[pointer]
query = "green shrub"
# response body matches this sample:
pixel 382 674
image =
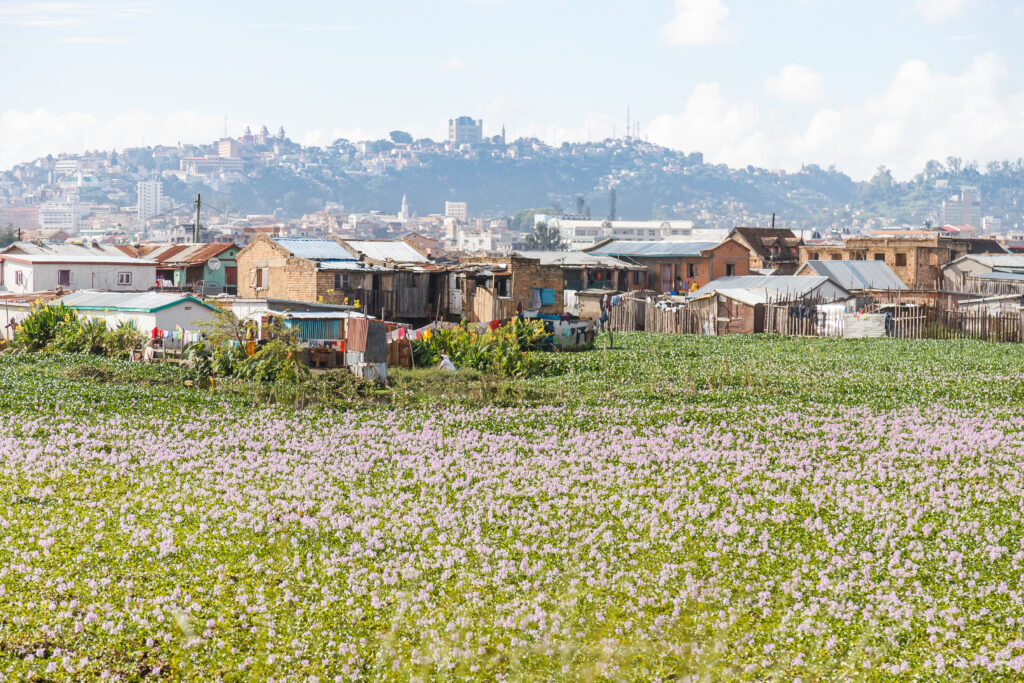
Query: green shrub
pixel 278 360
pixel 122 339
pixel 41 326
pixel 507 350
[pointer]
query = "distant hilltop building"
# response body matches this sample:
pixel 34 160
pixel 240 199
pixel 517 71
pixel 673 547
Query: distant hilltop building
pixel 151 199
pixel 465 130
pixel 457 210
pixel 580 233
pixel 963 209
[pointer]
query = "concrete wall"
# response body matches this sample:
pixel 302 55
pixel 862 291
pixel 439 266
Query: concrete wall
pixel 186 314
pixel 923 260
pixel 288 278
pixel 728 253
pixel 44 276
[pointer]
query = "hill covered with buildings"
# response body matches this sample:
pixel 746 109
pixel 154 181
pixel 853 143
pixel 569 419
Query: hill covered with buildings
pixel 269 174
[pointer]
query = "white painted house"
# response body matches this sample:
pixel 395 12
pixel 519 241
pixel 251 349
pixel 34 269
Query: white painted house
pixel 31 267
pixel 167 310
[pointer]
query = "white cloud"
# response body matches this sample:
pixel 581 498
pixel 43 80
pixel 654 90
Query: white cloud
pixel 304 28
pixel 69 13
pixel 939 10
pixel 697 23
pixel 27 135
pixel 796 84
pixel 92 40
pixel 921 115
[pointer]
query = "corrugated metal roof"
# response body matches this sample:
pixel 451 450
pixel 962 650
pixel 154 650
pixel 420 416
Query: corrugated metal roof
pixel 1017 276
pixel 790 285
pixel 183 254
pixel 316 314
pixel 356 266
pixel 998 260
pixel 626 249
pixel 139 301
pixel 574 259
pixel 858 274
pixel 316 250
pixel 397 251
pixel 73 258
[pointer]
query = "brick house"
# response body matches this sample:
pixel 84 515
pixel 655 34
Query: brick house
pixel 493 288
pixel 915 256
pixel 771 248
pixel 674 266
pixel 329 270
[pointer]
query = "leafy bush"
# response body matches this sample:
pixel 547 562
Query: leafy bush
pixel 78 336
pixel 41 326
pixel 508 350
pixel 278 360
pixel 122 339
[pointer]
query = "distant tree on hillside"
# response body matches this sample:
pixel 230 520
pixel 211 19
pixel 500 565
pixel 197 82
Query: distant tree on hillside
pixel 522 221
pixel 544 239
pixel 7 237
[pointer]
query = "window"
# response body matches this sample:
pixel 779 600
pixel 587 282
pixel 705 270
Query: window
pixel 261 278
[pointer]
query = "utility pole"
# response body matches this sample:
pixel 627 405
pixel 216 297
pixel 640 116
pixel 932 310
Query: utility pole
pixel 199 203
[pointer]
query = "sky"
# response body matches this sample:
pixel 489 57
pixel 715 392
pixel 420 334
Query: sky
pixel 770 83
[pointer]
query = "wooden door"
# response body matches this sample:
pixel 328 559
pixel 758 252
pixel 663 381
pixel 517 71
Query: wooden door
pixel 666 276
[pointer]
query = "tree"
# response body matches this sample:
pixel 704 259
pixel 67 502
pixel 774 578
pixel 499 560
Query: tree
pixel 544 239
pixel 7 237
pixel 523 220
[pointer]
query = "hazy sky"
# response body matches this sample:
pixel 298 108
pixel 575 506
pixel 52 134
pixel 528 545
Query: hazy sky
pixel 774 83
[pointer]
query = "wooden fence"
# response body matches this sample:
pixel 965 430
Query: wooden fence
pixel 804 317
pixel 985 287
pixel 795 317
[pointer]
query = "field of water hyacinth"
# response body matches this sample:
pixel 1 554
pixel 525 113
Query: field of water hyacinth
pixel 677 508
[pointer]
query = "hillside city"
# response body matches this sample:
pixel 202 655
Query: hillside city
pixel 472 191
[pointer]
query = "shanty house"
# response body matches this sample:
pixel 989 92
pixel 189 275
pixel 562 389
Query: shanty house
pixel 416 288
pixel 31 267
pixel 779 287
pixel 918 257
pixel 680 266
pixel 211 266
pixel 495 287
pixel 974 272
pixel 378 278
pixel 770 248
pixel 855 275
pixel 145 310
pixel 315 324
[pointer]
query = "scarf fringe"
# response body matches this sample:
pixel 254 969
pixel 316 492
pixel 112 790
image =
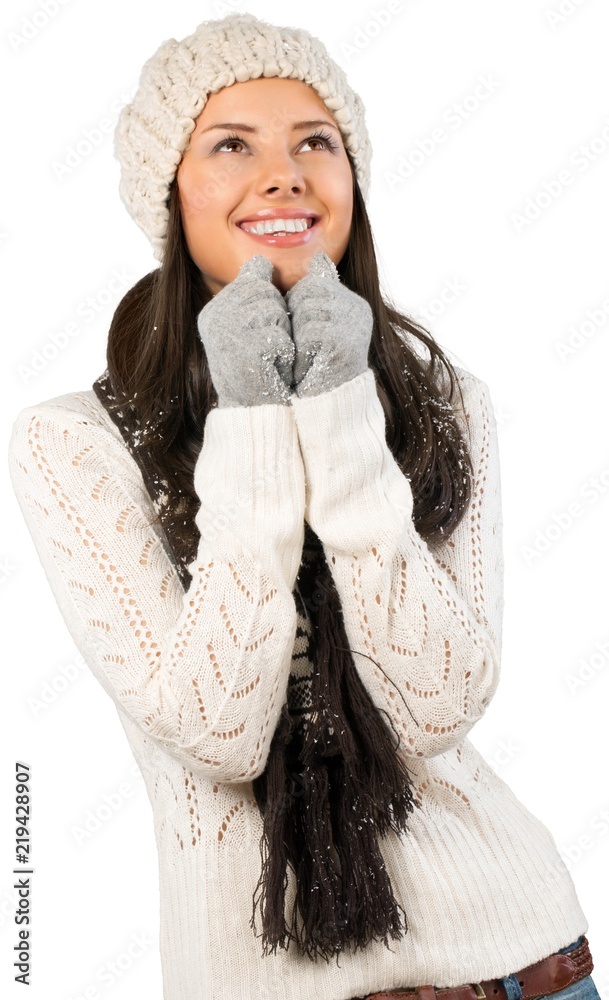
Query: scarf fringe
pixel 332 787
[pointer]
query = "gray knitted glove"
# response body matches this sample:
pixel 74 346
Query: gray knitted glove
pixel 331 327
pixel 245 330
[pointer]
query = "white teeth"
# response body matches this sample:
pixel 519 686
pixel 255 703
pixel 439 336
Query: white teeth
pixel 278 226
◇ ◇ ◇
--- Exercise requirements ---
Return all of the entries above verbatim, omitting the pictures.

--- Task output ---
[pointer]
query = "green shrub"
# response body matches this sample:
pixel 382 674
image =
Query: green shrub
pixel 278 360
pixel 122 339
pixel 41 326
pixel 507 350
[pointer]
query = "distant hilltop building"
# response body matches this sample:
pixel 34 160
pixel 240 199
pixel 517 71
pixel 673 547
Query: distant hilltop building
pixel 151 199
pixel 465 130
pixel 457 210
pixel 580 233
pixel 963 209
[pointer]
query = "concrete wall"
# response body matches this sample:
pixel 302 55
pixel 862 291
pixel 439 266
Query: concrete wall
pixel 186 314
pixel 923 260
pixel 288 278
pixel 728 253
pixel 44 276
[pointer]
query = "hill covered with buildings"
# response body matches this sample:
pixel 746 109
pixel 154 181
pixel 853 143
pixel 569 419
Query: hill covered with buildings
pixel 269 174
[pointer]
query = "white painted house"
# response body matches this sample:
pixel 395 12
pixel 519 241
pixel 251 349
pixel 34 269
Query: white painted house
pixel 31 267
pixel 167 310
[pointer]
query = "white cloud"
# response body matches this sample:
pixel 581 498
pixel 43 80
pixel 654 90
Query: white cloud
pixel 304 28
pixel 69 13
pixel 939 10
pixel 697 23
pixel 27 135
pixel 796 84
pixel 92 40
pixel 921 115
[pointer]
query = "corrugated metal roof"
# response body matches this sample:
pixel 451 450
pixel 962 650
pixel 154 650
pixel 420 416
Query: corrugated metal roof
pixel 1017 276
pixel 790 285
pixel 183 254
pixel 316 314
pixel 356 266
pixel 998 260
pixel 626 249
pixel 139 301
pixel 574 259
pixel 858 274
pixel 316 250
pixel 397 251
pixel 73 258
[pointer]
query = "brick house"
# response body matches this sample:
pixel 84 515
pixel 655 34
Query: brick house
pixel 493 288
pixel 915 256
pixel 771 248
pixel 674 266
pixel 329 270
[pointer]
query = "leafy bush"
# response body matches this sample:
pixel 547 562
Query: leafy bush
pixel 78 336
pixel 41 326
pixel 508 350
pixel 278 360
pixel 122 339
[pointer]
query = "distant tree on hillside"
# response body matches this sample:
pixel 230 520
pixel 211 19
pixel 500 565
pixel 197 82
Query: distant tree on hillside
pixel 522 221
pixel 544 239
pixel 7 237
[pointer]
query = "window"
# response body matches this sample:
pixel 779 600
pixel 587 282
pixel 705 270
Query: window
pixel 261 278
[pointer]
query = "utility pole"
# response body matches this sample:
pixel 627 405
pixel 216 297
pixel 640 116
pixel 932 310
Query: utility pole
pixel 199 203
[pointer]
query = "sky"
# response body matches this sample:
pixel 489 57
pixel 715 392
pixel 420 334
Query: sky
pixel 770 83
[pointer]
query = "wooden door"
# response body matches this sample:
pixel 328 559
pixel 758 252
pixel 663 381
pixel 517 71
Query: wooden door
pixel 666 276
[pointer]
query = "tree"
# response body matches this sample:
pixel 704 259
pixel 67 502
pixel 774 578
pixel 499 560
Query: tree
pixel 544 239
pixel 7 237
pixel 523 220
[pointer]
query = "hazy sky"
# response body matches this sample:
pixel 298 108
pixel 575 506
pixel 52 134
pixel 528 545
Query: hazy sky
pixel 774 83
[pointer]
query = "wooden fence"
# response body matches this sample:
pixel 965 430
Query: wooden fence
pixel 804 317
pixel 985 287
pixel 795 317
[pointer]
query = "field of water hyacinth"
# response body matches this sample:
pixel 1 554
pixel 525 113
Query: field of water hyacinth
pixel 677 508
[pointer]
query = "hillside city"
# response body matches this sample:
pixel 202 655
Query: hillside city
pixel 472 191
[pointer]
query = "shanty house"
# response body matches this sample:
pixel 989 92
pixel 189 275
pixel 562 389
Query: shanty house
pixel 416 288
pixel 31 267
pixel 779 287
pixel 918 257
pixel 680 266
pixel 211 266
pixel 495 287
pixel 974 272
pixel 378 278
pixel 770 248
pixel 855 275
pixel 145 310
pixel 315 324
[pointer]
query = "scarf fringe"
# response body matches this sample:
pixel 254 969
pixel 316 492
pixel 112 790
image =
Query: scarf fringe
pixel 332 787
[pointer]
query = "gray knitted glove"
# response body matches this sample:
pixel 74 346
Query: gray knitted glove
pixel 331 327
pixel 245 330
[pointer]
query = "white teeth"
# response body matches this sample:
pixel 519 686
pixel 255 703
pixel 439 336
Query: white teeth
pixel 278 226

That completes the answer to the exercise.